▽

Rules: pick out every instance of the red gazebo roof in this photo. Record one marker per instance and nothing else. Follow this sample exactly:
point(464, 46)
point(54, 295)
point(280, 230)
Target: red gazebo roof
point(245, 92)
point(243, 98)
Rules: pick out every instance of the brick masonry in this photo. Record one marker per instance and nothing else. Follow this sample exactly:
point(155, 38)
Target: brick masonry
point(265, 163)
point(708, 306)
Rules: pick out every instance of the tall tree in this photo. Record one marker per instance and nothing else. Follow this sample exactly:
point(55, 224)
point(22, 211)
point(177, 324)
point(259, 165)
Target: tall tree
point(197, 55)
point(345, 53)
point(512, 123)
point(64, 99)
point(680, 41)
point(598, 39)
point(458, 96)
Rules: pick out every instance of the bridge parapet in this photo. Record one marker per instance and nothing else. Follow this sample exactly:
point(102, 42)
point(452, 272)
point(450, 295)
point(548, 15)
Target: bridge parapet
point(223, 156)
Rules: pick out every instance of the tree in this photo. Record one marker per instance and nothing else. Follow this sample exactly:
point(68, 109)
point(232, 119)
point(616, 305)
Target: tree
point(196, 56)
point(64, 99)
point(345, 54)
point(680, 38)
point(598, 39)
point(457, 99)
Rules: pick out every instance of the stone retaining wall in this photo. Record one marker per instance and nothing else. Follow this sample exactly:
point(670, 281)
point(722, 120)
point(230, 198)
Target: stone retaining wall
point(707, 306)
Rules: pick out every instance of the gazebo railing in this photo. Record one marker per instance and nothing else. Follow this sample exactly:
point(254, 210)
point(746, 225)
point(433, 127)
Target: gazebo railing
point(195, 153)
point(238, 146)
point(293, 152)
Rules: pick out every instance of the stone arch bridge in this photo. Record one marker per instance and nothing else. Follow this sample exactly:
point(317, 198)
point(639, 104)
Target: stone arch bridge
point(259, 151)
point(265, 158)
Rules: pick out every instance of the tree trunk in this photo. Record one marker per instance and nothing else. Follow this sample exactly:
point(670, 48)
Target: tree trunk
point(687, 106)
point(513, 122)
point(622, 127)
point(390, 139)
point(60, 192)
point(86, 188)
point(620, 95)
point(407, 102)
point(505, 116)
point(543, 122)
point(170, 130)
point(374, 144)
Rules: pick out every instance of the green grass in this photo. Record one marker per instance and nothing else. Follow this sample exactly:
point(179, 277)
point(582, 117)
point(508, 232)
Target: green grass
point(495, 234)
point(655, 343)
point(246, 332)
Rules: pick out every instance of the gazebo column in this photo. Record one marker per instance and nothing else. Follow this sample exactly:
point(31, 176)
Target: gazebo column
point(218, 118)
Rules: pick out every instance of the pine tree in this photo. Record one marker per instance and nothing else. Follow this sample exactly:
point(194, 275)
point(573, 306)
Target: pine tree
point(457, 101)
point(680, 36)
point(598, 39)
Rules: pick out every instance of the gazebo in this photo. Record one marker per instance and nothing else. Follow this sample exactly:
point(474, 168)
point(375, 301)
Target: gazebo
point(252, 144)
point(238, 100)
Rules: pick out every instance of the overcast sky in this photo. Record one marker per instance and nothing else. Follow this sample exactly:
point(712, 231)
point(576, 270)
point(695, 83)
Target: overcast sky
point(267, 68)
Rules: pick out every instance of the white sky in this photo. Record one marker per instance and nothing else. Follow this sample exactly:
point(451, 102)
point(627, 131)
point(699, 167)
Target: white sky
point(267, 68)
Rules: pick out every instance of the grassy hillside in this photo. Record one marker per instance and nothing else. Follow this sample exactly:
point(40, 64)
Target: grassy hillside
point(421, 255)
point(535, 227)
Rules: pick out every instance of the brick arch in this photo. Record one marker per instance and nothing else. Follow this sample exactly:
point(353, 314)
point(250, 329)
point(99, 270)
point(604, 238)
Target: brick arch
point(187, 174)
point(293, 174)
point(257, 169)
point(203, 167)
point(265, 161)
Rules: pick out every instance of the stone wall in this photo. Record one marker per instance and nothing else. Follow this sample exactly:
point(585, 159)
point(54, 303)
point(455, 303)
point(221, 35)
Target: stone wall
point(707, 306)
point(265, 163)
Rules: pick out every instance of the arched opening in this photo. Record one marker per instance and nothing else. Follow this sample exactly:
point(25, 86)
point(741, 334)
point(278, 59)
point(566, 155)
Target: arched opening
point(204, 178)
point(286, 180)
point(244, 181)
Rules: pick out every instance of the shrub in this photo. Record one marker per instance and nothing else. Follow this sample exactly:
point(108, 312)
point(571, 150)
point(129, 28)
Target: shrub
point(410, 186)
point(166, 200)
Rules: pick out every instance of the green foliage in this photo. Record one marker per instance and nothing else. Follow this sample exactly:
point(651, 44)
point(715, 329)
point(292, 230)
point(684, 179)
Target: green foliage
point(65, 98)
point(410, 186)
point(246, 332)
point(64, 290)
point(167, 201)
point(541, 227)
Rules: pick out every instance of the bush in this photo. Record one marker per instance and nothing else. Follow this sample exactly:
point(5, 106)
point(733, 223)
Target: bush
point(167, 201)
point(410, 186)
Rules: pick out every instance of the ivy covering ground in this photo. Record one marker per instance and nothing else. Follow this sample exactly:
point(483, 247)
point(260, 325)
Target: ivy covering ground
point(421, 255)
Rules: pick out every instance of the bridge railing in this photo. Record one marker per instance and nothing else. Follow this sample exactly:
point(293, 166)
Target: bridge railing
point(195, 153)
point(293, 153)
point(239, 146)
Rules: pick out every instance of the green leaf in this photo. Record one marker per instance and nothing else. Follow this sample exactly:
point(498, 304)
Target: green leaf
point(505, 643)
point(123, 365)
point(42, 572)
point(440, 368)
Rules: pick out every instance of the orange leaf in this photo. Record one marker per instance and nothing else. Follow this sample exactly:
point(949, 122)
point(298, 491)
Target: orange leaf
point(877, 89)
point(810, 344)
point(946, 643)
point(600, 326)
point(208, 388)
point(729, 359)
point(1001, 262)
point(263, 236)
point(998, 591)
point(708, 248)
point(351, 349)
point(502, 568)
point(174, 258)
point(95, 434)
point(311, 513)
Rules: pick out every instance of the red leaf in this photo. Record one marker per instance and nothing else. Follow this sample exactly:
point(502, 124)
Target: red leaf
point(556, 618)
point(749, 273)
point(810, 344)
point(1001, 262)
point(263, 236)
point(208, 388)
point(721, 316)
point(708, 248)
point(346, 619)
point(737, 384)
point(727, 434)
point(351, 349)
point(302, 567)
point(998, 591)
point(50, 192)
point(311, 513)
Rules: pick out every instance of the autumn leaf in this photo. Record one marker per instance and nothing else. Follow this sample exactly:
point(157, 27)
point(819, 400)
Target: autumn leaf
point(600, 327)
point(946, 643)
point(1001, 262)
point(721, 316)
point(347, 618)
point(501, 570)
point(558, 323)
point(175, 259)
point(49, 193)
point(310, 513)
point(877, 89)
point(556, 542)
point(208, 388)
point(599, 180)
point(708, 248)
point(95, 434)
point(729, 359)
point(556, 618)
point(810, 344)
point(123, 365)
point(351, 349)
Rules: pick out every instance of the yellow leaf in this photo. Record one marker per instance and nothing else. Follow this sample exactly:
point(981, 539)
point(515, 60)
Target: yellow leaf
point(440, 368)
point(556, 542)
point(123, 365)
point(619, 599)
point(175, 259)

△

**Direction**
Give all the rows above, line by line, as a Markdown table with the columns No. and Line, numbering each line and leaving out blank lines.

**Task response**
| No. | Line |
|---|---|
| 1 | Rules: pick out every instance of the red gazebo roof in this photo. Record one marker per instance and nothing else. Follow this sample exactly: |
| 2 | point(464, 46) |
| 3 | point(54, 295) |
| 4 | point(280, 230) |
| 5 | Target: red gazebo roof |
| 6 | point(245, 92) |
| 7 | point(243, 98) |
| 8 | Rules: pick out every instance of the brick masonry in this photo. Record one marker per instance and nothing else. Follow this sample exactly: |
| 9 | point(155, 38) |
| 10 | Target: brick masonry |
| 11 | point(265, 163) |
| 12 | point(708, 306) |
| 13 | Rules: pick out every instance of the tall tree in this photo. Record one marker per instance and nothing else. Follow this sample exactly: |
| 14 | point(55, 224) |
| 15 | point(22, 211) |
| 16 | point(177, 324) |
| 17 | point(259, 165) |
| 18 | Target: tall tree |
| 19 | point(197, 55) |
| 20 | point(345, 53) |
| 21 | point(512, 123) |
| 22 | point(64, 99) |
| 23 | point(680, 41) |
| 24 | point(598, 39) |
| 25 | point(458, 96) |
| 26 | Rules: pick out every instance of the bridge parapet in this photo. Record one marker per instance and nothing else. Follow this sample exactly: |
| 27 | point(102, 42) |
| 28 | point(452, 272) |
| 29 | point(450, 295) |
| 30 | point(548, 15) |
| 31 | Target: bridge parapet |
| 32 | point(223, 156) |
| 33 | Rules: pick out every instance of the tree in this photo. Record one marker per instance and nothing else. Follow this sample exactly: |
| 34 | point(68, 109) |
| 35 | point(232, 119) |
| 36 | point(616, 305) |
| 37 | Target: tree |
| 38 | point(196, 56) |
| 39 | point(64, 99) |
| 40 | point(345, 54) |
| 41 | point(680, 38) |
| 42 | point(598, 39) |
| 43 | point(457, 99) |
| 44 | Rules: pick out every instance of the stone retaining wall in this photo. Record one marker per instance and nothing else. Follow this sample exactly: |
| 45 | point(670, 281) |
| 46 | point(722, 120) |
| 47 | point(230, 198) |
| 48 | Target: stone retaining wall |
| 49 | point(707, 306) |
| 50 | Rules: pick out every instance of the gazebo railing in this photo. Record one marker per instance and nothing else. Follow this sample exactly: |
| 51 | point(254, 210) |
| 52 | point(746, 225) |
| 53 | point(433, 127) |
| 54 | Target: gazebo railing |
| 55 | point(195, 153) |
| 56 | point(238, 146) |
| 57 | point(293, 152) |
| 58 | Rules: pick out every instance of the stone arch bridge in this photo. Record one marker per instance and nothing else. Follow this sample exactly: |
| 59 | point(317, 198) |
| 60 | point(639, 104) |
| 61 | Target: stone arch bridge |
| 62 | point(259, 151) |
| 63 | point(265, 158) |
| 64 | Rules: pick out every instance of the tree trunk in this photo. Record one marker per instance and nothing else. Follow this sample exactly: |
| 65 | point(670, 48) |
| 66 | Target: tree trunk |
| 67 | point(687, 106) |
| 68 | point(513, 122) |
| 69 | point(622, 127) |
| 70 | point(390, 139) |
| 71 | point(60, 192) |
| 72 | point(86, 188) |
| 73 | point(620, 95) |
| 74 | point(407, 102) |
| 75 | point(505, 116) |
| 76 | point(543, 122) |
| 77 | point(170, 130) |
| 78 | point(374, 144) |
| 79 | Rules: pick out every instance of the green grass in this photo. Record one marker per instance and nothing else. Follow this sample exactly: |
| 80 | point(179, 277) |
| 81 | point(582, 117) |
| 82 | point(508, 232) |
| 83 | Target: green grass |
| 84 | point(495, 234) |
| 85 | point(655, 343) |
| 86 | point(246, 332) |
| 87 | Rules: pick out every instance of the gazebo column in this photo. Record one marker per instance and nothing else. Follow this sample exactly: |
| 88 | point(31, 176) |
| 89 | Target: gazebo column |
| 90 | point(218, 118) |
| 91 | Rules: pick out every instance of the pine tree in this photo. Record one marker per instance and nothing else. Follow this sample exactly: |
| 92 | point(194, 275) |
| 93 | point(573, 306) |
| 94 | Target: pine tree |
| 95 | point(457, 101) |
| 96 | point(680, 36) |
| 97 | point(598, 39) |
| 98 | Rules: pick out every instance of the gazebo in this photo. Record one marker per instance and nothing else. Follow this sample exactly: |
| 99 | point(474, 168) |
| 100 | point(375, 301) |
| 101 | Target: gazebo |
| 102 | point(252, 144) |
| 103 | point(238, 100) |
| 104 | Rules: pick out every instance of the overcast sky in this photo. Record one marker per instance and nothing else. Follow this sample exactly: |
| 105 | point(712, 231) |
| 106 | point(576, 270) |
| 107 | point(695, 83) |
| 108 | Target: overcast sky |
| 109 | point(267, 68) |
| 110 | Rules: pick out every instance of the white sky in this photo. Record one marker per instance and nothing else. Follow this sample exactly: |
| 111 | point(451, 102) |
| 112 | point(627, 131) |
| 113 | point(699, 167) |
| 114 | Target: white sky |
| 115 | point(267, 68) |
| 116 | Rules: pick out every instance of the grassy hillside in this photo. Record one marker per instance and nothing else. Follow this sample exactly: |
| 117 | point(40, 64) |
| 118 | Target: grassy hillside |
| 119 | point(421, 255) |
| 120 | point(535, 227) |
| 121 | Rules: pick out every instance of the brick arch in this photo. Record one marker per instance and nothing else. Follow this sample exactly: |
| 122 | point(353, 314) |
| 123 | point(250, 329) |
| 124 | point(99, 270) |
| 125 | point(604, 238) |
| 126 | Target: brick arch |
| 127 | point(187, 174) |
| 128 | point(293, 174) |
| 129 | point(257, 169) |
| 130 | point(203, 167) |
| 131 | point(265, 161) |
| 132 | Rules: pick out every instance of the stone wall in this photo. Record one marker per instance and nothing else. Follow this sample exactly: |
| 133 | point(585, 159) |
| 134 | point(54, 303) |
| 135 | point(455, 303) |
| 136 | point(221, 35) |
| 137 | Target: stone wall |
| 138 | point(707, 306) |
| 139 | point(265, 163) |
| 140 | Rules: pick out every instance of the arched opening in this photo. Record one marker per instance and nothing else. Follow this sample exactly: |
| 141 | point(25, 86) |
| 142 | point(741, 334) |
| 143 | point(278, 59) |
| 144 | point(566, 155) |
| 145 | Target: arched opening |
| 146 | point(204, 178) |
| 147 | point(286, 180) |
| 148 | point(244, 181) |
| 149 | Rules: pick out every instance of the shrub in this photo. Record one marker per instance and nothing else. Follow this sample exactly: |
| 150 | point(108, 312) |
| 151 | point(571, 150) |
| 152 | point(129, 28) |
| 153 | Target: shrub |
| 154 | point(410, 186) |
| 155 | point(166, 200) |
| 156 | Rules: pick out every instance of the green foliage in this photo. Record one marker per instance and nothing else. Follow this sample exactly: |
| 157 | point(651, 44) |
| 158 | point(715, 329) |
| 159 | point(292, 230) |
| 160 | point(684, 179) |
| 161 | Target: green foliage |
| 162 | point(65, 98) |
| 163 | point(410, 186) |
| 164 | point(246, 332) |
| 165 | point(64, 290) |
| 166 | point(167, 201) |
| 167 | point(541, 227) |
| 168 | Rules: pick out every instance of the bush in this photo. Record one marker per instance and nothing else. Follow this sample exactly: |
| 169 | point(5, 106) |
| 170 | point(733, 223) |
| 171 | Target: bush |
| 172 | point(167, 201) |
| 173 | point(410, 186) |
| 174 | Rules: pick out every instance of the ivy covering ground in this photo. Record one marker per instance and nothing else. Follow this sample exactly: |
| 175 | point(483, 247) |
| 176 | point(260, 325) |
| 177 | Target: ivy covering ground |
| 178 | point(421, 255) |
| 179 | Rules: pick out every instance of the bridge railing in this photo. Record one marker per instance and nothing else. Follow this sample exactly: |
| 180 | point(293, 166) |
| 181 | Target: bridge railing |
| 182 | point(195, 153) |
| 183 | point(293, 153) |
| 184 | point(239, 146) |
| 185 | Rules: pick out every instance of the green leaf in this photo. Record one marker per instance and nothing else. Follow this sample exactly: |
| 186 | point(498, 304) |
| 187 | Target: green leaf |
| 188 | point(505, 643) |
| 189 | point(123, 365) |
| 190 | point(42, 572) |
| 191 | point(440, 368) |
| 192 | Rules: pick out every instance of the orange leaf in this photo. Record one marker per instance and nothing else. Follow this sample exactly: |
| 193 | point(949, 122) |
| 194 | point(298, 491) |
| 195 | Target: orange leaf |
| 196 | point(877, 89) |
| 197 | point(810, 344) |
| 198 | point(946, 643) |
| 199 | point(600, 326) |
| 200 | point(208, 388) |
| 201 | point(729, 359) |
| 202 | point(1001, 262) |
| 203 | point(263, 236) |
| 204 | point(998, 591) |
| 205 | point(708, 248) |
| 206 | point(351, 349) |
| 207 | point(502, 568) |
| 208 | point(174, 258) |
| 209 | point(95, 434) |
| 210 | point(311, 513) |
| 211 | Rules: pick out every instance of the red leaf in this photo. Record one marker per instance and nothing else. Follow this sample exactly: |
| 212 | point(502, 124) |
| 213 | Target: red leaf |
| 214 | point(556, 618) |
| 215 | point(749, 273) |
| 216 | point(810, 344) |
| 217 | point(1001, 262) |
| 218 | point(263, 236) |
| 219 | point(208, 388) |
| 220 | point(721, 316) |
| 221 | point(708, 248) |
| 222 | point(346, 619) |
| 223 | point(737, 384) |
| 224 | point(727, 434) |
| 225 | point(351, 349) |
| 226 | point(302, 567) |
| 227 | point(998, 591) |
| 228 | point(50, 192) |
| 229 | point(311, 513) |
| 230 | Rules: pick out every instance of the autumn leaf in this photo. Record one marker per instance and nothing else. Follow this sample exactly: |
| 231 | point(157, 27) |
| 232 | point(819, 400) |
| 233 | Target: autumn leaf |
| 234 | point(600, 327) |
| 235 | point(946, 643) |
| 236 | point(1001, 262) |
| 237 | point(721, 316) |
| 238 | point(347, 618) |
| 239 | point(501, 570) |
| 240 | point(558, 323) |
| 241 | point(175, 259) |
| 242 | point(49, 193) |
| 243 | point(310, 513) |
| 244 | point(877, 89) |
| 245 | point(556, 542) |
| 246 | point(208, 388) |
| 247 | point(599, 180) |
| 248 | point(708, 248) |
| 249 | point(95, 434) |
| 250 | point(729, 359) |
| 251 | point(556, 618) |
| 252 | point(810, 344) |
| 253 | point(123, 365) |
| 254 | point(351, 349) |
| 255 | Rules: pick out every instance of the yellow leaf in this photo. Record one marker per instance and nothing else. Follow this sample exactly: |
| 256 | point(981, 539) |
| 257 | point(515, 60) |
| 258 | Target: yellow leaf |
| 259 | point(440, 368) |
| 260 | point(556, 542) |
| 261 | point(123, 365) |
| 262 | point(619, 599) |
| 263 | point(175, 259) |